'''

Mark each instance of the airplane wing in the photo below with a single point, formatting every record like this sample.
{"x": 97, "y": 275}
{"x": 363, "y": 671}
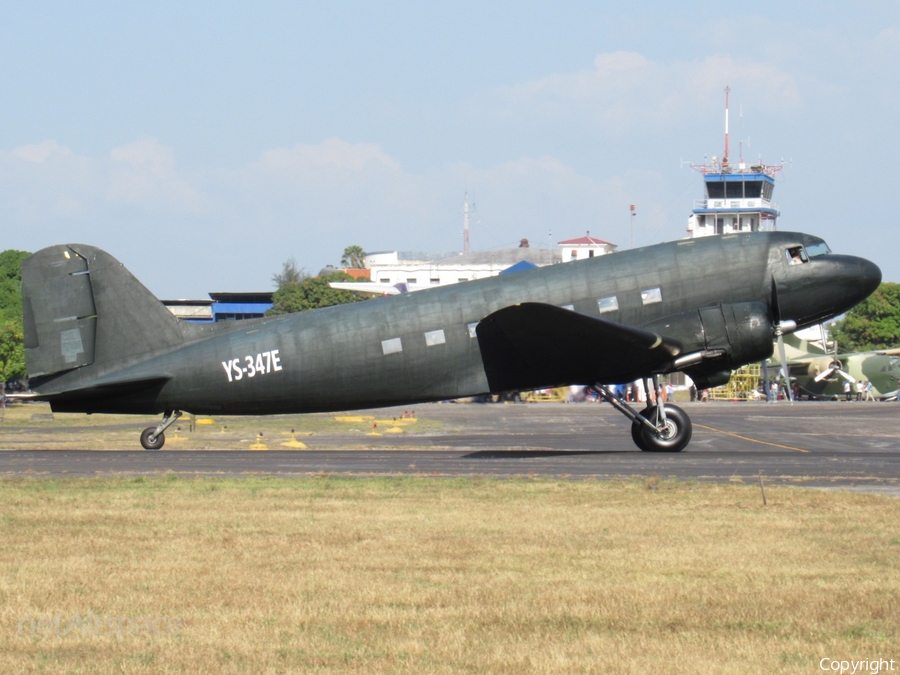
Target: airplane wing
{"x": 533, "y": 345}
{"x": 101, "y": 391}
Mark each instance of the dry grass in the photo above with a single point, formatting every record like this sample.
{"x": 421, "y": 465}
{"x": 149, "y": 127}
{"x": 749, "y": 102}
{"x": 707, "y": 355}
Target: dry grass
{"x": 446, "y": 576}
{"x": 25, "y": 427}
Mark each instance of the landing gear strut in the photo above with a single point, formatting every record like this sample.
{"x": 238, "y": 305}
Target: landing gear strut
{"x": 659, "y": 427}
{"x": 153, "y": 438}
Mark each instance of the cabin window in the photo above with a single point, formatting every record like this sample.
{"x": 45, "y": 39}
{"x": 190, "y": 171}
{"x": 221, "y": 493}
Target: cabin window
{"x": 820, "y": 248}
{"x": 610, "y": 304}
{"x": 434, "y": 337}
{"x": 651, "y": 295}
{"x": 392, "y": 346}
{"x": 796, "y": 255}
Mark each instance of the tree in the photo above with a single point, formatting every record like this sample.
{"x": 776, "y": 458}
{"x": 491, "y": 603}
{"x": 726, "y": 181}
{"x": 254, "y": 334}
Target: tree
{"x": 311, "y": 293}
{"x": 12, "y": 353}
{"x": 290, "y": 274}
{"x": 11, "y": 285}
{"x": 12, "y": 341}
{"x": 354, "y": 257}
{"x": 872, "y": 324}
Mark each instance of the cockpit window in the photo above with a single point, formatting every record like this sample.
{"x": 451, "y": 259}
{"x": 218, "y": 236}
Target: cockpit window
{"x": 819, "y": 248}
{"x": 796, "y": 255}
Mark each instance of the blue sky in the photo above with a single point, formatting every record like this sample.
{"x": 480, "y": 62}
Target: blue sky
{"x": 202, "y": 145}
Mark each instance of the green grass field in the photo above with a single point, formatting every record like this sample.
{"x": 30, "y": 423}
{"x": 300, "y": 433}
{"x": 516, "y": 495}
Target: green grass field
{"x": 441, "y": 576}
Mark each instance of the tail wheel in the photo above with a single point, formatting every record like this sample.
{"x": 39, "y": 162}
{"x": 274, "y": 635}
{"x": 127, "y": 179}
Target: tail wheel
{"x": 151, "y": 443}
{"x": 674, "y": 435}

'''

▸ WHAT THE TASK ASKS:
Omit every picture, then reproduce the rest of the listing exactly.

▸ TASK SOLUTION:
Mark each instance of the airplane wing in the photo below with a single point, formatting every record like this sample.
{"x": 97, "y": 275}
{"x": 363, "y": 671}
Target: airplane wing
{"x": 533, "y": 345}
{"x": 101, "y": 391}
Mark each instance of the dry grass in the photo above with a single point, formatting every record like this sample.
{"x": 421, "y": 465}
{"x": 149, "y": 127}
{"x": 749, "y": 102}
{"x": 707, "y": 355}
Target: dry grass
{"x": 446, "y": 576}
{"x": 25, "y": 427}
Mark each instance of the landing gear strut in the photo above with a single point, formatting every record like this sample.
{"x": 238, "y": 305}
Target: landing gear strut
{"x": 659, "y": 427}
{"x": 153, "y": 438}
Mark each instance of the cabin window in the photo above with a single point, formatting every record like this sample.
{"x": 45, "y": 39}
{"x": 190, "y": 171}
{"x": 221, "y": 493}
Target: cabin window
{"x": 820, "y": 248}
{"x": 610, "y": 304}
{"x": 434, "y": 337}
{"x": 651, "y": 295}
{"x": 392, "y": 346}
{"x": 796, "y": 255}
Mark each instance of the tree in the photo above with a single point, formatting every record like this sample.
{"x": 776, "y": 458}
{"x": 491, "y": 603}
{"x": 726, "y": 181}
{"x": 254, "y": 334}
Target: tree
{"x": 311, "y": 293}
{"x": 12, "y": 353}
{"x": 290, "y": 274}
{"x": 11, "y": 285}
{"x": 12, "y": 341}
{"x": 354, "y": 257}
{"x": 872, "y": 324}
Mark each instance of the cockpit window in the photo above with a single point, formatting every record like this sample.
{"x": 451, "y": 259}
{"x": 218, "y": 236}
Target: cockpit window
{"x": 819, "y": 248}
{"x": 796, "y": 255}
Mark each instance of the blue sky in the photo above with a single point, formatting every record like this sample.
{"x": 480, "y": 62}
Target: blue sky
{"x": 202, "y": 145}
Mark each instance of the green grass field in the photo above with a single point, formatting every record like this sample.
{"x": 30, "y": 423}
{"x": 300, "y": 433}
{"x": 516, "y": 495}
Target: green grass field
{"x": 441, "y": 576}
Mark each instance of the tail wheel in the photo above with a single point, formatting every record like this sample.
{"x": 39, "y": 162}
{"x": 274, "y": 635}
{"x": 127, "y": 179}
Target: tail wheel
{"x": 151, "y": 443}
{"x": 674, "y": 435}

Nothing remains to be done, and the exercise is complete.